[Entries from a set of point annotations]
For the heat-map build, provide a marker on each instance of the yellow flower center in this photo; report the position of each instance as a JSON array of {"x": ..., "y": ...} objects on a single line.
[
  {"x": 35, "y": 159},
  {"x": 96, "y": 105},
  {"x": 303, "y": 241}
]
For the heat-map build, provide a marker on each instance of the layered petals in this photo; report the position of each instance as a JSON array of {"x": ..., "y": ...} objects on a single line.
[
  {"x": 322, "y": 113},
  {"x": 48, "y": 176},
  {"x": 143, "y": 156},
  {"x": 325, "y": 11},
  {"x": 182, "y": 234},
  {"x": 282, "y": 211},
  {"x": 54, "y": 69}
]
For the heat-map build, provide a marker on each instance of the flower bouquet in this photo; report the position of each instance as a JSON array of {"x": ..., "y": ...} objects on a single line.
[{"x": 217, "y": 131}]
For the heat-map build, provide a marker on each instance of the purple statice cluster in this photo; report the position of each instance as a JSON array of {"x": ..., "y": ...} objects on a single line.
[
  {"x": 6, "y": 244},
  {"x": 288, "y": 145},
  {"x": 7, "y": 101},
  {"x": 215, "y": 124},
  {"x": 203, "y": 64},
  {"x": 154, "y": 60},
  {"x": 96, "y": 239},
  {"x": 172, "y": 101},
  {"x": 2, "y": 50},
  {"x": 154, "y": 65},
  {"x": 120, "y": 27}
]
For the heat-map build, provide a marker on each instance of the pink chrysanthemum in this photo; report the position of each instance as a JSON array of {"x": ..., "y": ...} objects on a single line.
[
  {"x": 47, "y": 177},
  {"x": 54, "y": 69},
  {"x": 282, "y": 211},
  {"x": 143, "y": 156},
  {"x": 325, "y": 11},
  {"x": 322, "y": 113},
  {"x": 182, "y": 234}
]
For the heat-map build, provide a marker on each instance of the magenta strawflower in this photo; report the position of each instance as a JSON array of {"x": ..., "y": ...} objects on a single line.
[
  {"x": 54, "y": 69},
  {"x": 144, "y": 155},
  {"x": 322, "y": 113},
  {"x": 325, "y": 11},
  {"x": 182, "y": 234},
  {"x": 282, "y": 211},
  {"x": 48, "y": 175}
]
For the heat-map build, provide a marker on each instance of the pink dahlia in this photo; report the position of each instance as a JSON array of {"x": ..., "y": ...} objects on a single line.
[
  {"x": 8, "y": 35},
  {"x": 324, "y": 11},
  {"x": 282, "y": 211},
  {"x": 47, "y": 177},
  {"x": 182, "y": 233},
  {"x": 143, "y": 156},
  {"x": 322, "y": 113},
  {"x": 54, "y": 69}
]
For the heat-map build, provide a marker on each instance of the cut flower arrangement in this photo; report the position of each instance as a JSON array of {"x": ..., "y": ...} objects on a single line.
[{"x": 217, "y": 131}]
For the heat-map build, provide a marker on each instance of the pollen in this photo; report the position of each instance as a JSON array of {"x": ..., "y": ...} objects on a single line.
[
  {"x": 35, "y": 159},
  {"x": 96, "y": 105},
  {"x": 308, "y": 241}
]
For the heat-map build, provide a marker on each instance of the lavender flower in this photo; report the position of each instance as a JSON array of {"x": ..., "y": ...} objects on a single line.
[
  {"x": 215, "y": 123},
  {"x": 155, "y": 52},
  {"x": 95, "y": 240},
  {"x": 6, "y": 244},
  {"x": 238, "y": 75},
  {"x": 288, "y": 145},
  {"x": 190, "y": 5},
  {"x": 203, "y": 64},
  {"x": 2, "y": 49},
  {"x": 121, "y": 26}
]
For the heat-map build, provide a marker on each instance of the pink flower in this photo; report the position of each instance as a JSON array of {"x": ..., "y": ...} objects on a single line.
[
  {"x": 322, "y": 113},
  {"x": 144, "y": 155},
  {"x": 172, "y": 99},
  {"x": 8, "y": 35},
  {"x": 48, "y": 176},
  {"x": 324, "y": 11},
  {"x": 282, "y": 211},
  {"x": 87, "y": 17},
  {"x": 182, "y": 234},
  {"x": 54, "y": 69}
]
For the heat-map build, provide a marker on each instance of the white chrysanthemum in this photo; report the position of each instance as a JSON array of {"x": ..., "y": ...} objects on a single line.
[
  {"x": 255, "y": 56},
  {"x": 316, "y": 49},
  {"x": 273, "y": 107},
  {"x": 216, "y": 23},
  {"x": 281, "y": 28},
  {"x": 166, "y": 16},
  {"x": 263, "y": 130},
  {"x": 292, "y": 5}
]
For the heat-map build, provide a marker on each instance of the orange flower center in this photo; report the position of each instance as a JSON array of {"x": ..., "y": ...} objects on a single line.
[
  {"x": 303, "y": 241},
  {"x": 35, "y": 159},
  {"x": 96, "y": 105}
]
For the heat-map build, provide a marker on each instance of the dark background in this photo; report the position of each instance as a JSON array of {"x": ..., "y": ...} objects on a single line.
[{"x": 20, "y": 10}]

:: What you should do ::
Retype every one of the records above, changing nothing.

:: Worked solution ::
For the heat-map build, provide a marker on each instance of the yellow flower center in this photo; report the position of each instance as a JSON array of {"x": ..., "y": ...} objects on a single line.
[
  {"x": 35, "y": 159},
  {"x": 96, "y": 105},
  {"x": 303, "y": 241}
]
For the heat-map build, provide a marker on each instance of the layered petals in this photo; report the position of each instance as a JSON array of {"x": ..., "y": ...} objects on a single line.
[
  {"x": 322, "y": 113},
  {"x": 48, "y": 176},
  {"x": 143, "y": 156},
  {"x": 325, "y": 11},
  {"x": 182, "y": 234},
  {"x": 282, "y": 211},
  {"x": 54, "y": 69}
]
For the heat-map build, provide a marker on each instance of the flower bouquet in this photo; report the position of each instance as a JSON array of {"x": ..., "y": ...} objects on a single line.
[{"x": 217, "y": 131}]
For the heat-map build, provide a marker on each instance of the purple statice cluster in this photo; report the position of each instance as a JSON array of {"x": ..., "y": ...} objects on a single line.
[
  {"x": 6, "y": 244},
  {"x": 288, "y": 145},
  {"x": 7, "y": 101},
  {"x": 215, "y": 124},
  {"x": 203, "y": 64},
  {"x": 154, "y": 60},
  {"x": 96, "y": 239},
  {"x": 172, "y": 101},
  {"x": 2, "y": 50},
  {"x": 154, "y": 65},
  {"x": 120, "y": 27}
]
For the heat-map build, provide a marker on each instance of the pink chrysanthemum in this photo; report the position of each instance as a JSON array of {"x": ..., "y": ...} objects on a single line.
[
  {"x": 47, "y": 177},
  {"x": 54, "y": 69},
  {"x": 282, "y": 211},
  {"x": 143, "y": 156},
  {"x": 325, "y": 11},
  {"x": 322, "y": 113},
  {"x": 182, "y": 234}
]
For the heat-map build, provide a marker on each instance of the magenta strawflower in this photo; report the position of each instance as a JSON array of {"x": ..., "y": ...} objects on a single line.
[
  {"x": 54, "y": 69},
  {"x": 144, "y": 155},
  {"x": 322, "y": 113},
  {"x": 325, "y": 11},
  {"x": 182, "y": 234},
  {"x": 282, "y": 211},
  {"x": 48, "y": 175}
]
For the heat-map build, provide a marker on each instance of the pink dahlia in this photo; report the position of each instance as a JSON array of {"x": ..., "y": ...} objects on a single line.
[
  {"x": 8, "y": 35},
  {"x": 324, "y": 11},
  {"x": 282, "y": 211},
  {"x": 47, "y": 177},
  {"x": 182, "y": 233},
  {"x": 143, "y": 156},
  {"x": 322, "y": 113},
  {"x": 54, "y": 69}
]
For the heat-map build, provide a marker on each instance of the cut flower arrangement in this photo; report the position of each instance as a JSON array of {"x": ..., "y": ...} objects on a single line.
[{"x": 217, "y": 131}]
For the heat-map build, provide a marker on each instance of the pollen in this photo; report the position of each instance as a JSON array of {"x": ..., "y": ...} objects on a single line.
[
  {"x": 35, "y": 159},
  {"x": 96, "y": 105},
  {"x": 308, "y": 241}
]
For the heat-map build, provide a marker on each instance of the lavender flower in this photo; report the position of each instance as a JSON array of {"x": ..., "y": ...} objects on a single line.
[
  {"x": 215, "y": 123},
  {"x": 155, "y": 52},
  {"x": 95, "y": 240},
  {"x": 6, "y": 244},
  {"x": 238, "y": 75},
  {"x": 288, "y": 145},
  {"x": 190, "y": 5},
  {"x": 203, "y": 64},
  {"x": 2, "y": 49},
  {"x": 121, "y": 26}
]
For the heat-map build, provide a marker on each instance of the pink flower in this photo; report the position of each instance as a JSON array of {"x": ..., "y": ...} objects on a single line.
[
  {"x": 322, "y": 113},
  {"x": 144, "y": 155},
  {"x": 172, "y": 99},
  {"x": 8, "y": 35},
  {"x": 48, "y": 176},
  {"x": 324, "y": 11},
  {"x": 282, "y": 211},
  {"x": 87, "y": 17},
  {"x": 182, "y": 234},
  {"x": 54, "y": 69}
]
For the heat-map build, provide a marker on each instance of the white chrysanthemum in this photo; report the position of each instance as a JSON array of {"x": ..., "y": ...} objects on a single line.
[
  {"x": 255, "y": 56},
  {"x": 316, "y": 49},
  {"x": 273, "y": 107},
  {"x": 216, "y": 23},
  {"x": 281, "y": 28},
  {"x": 166, "y": 16},
  {"x": 263, "y": 130},
  {"x": 292, "y": 5}
]
For the heat-map build, provide a marker on each instance of the orange flower center in this photo; report the position of each instance as a JSON array of {"x": ..., "y": ...} objects on a single line.
[
  {"x": 303, "y": 241},
  {"x": 35, "y": 159},
  {"x": 96, "y": 105}
]
For the heat-map build, provide a marker on each instance of the dark background in this photo; report the position of each instance as a JSON array of {"x": ..., "y": ...} objects on a single line.
[{"x": 20, "y": 10}]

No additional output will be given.